Slate: Do Prisoners Really Spend All Their Time Lifting Weights?
The Supreme Court ruled on Monday that crowding at California prisons constitutes cruel and unusual punishment, and ordered the state to reduce the number of inmates by more than 30,000. An outraged Justice Scalia dissented, noting that many of the released prisoners "will undoubtedly be fine physical specimens who have developed intimidating muscles pumping iron in the prison gym." Do people really get super-buff in the slammer?
While the latent homoeroticism of Scalia's dissenting opinion reminded me of The Onion, I thought I'd take a moment on this topic. Slate continues:
Not anymore. It's true that most state and federal prisons had extensive collections of free weights and weight machines through the 1980s, and that inmates could spend significant portions of their days bulking up. But that all changed around 20 years ago. As stories about prison gyms spread in popular culture, they became an increasing source of public concern. Some shared Scalia's worry that muscle-bound ex-cons would be even more dangerous after their release, and legislators across the country responded. In 1996, an amendment to an appropriations bill expressly prohibited the federal Bureau of Prisons from purchasing "training equipment for boxing, wrestling, judo, karate, or other martial art, or any bodybuilding or weightlifting equipment of any sort." Many states, including California, made the same decision, either by statute or policy. These days, whatever free weights you'd still find in U.S. prisons are decades old.

**WHAT THIS TASK INVOLVES**
Summarize the piece on prison weightlifting in two sentences.

**ENTRIES SHOWN**
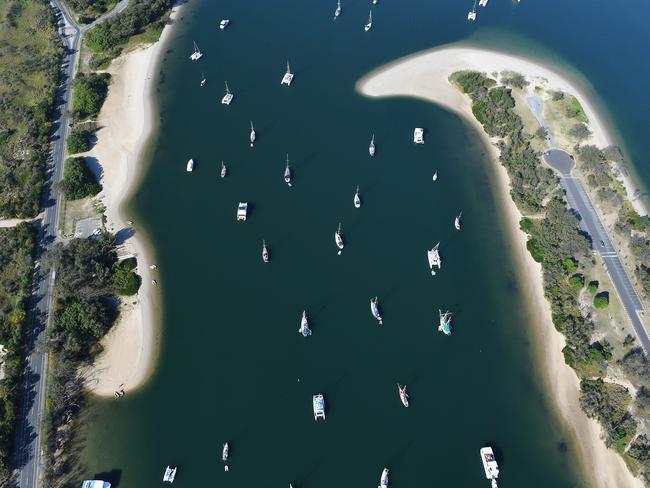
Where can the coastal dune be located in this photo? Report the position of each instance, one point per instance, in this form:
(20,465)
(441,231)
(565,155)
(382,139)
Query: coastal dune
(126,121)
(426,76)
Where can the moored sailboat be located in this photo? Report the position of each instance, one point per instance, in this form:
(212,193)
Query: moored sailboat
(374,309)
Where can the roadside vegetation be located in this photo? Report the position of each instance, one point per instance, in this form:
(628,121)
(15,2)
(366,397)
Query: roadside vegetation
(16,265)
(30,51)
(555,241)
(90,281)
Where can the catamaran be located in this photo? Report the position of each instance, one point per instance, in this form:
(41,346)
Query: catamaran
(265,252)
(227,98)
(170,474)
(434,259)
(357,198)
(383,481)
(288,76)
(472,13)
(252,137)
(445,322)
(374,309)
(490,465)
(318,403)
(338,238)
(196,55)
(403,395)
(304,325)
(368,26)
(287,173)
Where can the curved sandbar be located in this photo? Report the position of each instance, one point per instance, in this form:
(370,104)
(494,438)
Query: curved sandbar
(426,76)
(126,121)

--

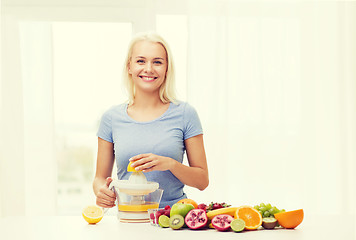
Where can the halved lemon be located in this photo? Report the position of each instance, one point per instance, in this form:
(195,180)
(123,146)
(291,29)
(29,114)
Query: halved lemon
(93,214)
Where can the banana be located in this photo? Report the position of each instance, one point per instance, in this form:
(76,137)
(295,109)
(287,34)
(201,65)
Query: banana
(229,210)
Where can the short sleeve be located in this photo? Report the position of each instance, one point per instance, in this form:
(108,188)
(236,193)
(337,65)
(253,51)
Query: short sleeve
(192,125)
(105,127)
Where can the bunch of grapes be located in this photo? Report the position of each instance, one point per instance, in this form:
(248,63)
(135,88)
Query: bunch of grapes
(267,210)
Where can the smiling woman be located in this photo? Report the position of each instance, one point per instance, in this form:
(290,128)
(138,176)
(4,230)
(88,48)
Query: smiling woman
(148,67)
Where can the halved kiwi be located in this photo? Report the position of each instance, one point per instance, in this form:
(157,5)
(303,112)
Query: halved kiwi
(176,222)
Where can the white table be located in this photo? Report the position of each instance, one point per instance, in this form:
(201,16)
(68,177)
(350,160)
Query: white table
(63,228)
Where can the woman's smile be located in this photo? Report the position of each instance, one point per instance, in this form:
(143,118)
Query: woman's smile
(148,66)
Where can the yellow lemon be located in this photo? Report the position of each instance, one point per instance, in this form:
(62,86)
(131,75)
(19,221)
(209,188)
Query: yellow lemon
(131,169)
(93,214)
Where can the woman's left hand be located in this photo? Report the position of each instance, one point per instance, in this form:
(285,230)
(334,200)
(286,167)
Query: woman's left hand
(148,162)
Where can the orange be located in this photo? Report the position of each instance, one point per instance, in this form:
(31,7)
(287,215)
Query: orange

==

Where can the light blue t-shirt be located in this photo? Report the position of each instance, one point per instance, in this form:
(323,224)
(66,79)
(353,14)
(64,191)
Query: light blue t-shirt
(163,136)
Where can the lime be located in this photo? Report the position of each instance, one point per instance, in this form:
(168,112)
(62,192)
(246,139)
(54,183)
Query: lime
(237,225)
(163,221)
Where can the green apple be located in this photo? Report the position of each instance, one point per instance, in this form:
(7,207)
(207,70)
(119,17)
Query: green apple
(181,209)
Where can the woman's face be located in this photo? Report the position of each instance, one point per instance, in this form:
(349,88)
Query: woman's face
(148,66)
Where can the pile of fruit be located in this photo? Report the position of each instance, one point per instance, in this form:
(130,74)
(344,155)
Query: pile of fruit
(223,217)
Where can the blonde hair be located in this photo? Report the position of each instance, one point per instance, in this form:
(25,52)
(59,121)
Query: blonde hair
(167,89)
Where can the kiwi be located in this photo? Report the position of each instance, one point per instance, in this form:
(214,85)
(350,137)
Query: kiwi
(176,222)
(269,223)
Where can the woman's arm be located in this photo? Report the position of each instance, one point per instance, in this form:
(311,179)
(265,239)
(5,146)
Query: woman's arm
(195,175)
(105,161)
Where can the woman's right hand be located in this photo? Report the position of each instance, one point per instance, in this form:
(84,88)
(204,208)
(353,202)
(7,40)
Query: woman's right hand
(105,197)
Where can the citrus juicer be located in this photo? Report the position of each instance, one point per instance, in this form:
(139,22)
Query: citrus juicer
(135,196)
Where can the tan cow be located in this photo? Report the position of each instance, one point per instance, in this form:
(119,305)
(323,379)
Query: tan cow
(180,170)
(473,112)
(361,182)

**ANSWER TO THIS PROBLEM**
After the Supreme Court ruled that crowding in California prisons was cruel and unusual punishment and ordered the state to cut its inmate population by more than 30,000, Justice Scalia dissented that many released prisoners would have built intimidating muscles in prison gyms. Slate replies that this is no longer true: prisons widely offered weights through the 1980s, but public concern led to a 1996 measure barring the federal Bureau of Prisons from buying bodybuilding or weightlifting equipment, many states including California did the same, and whatever free weights remain today are decades old.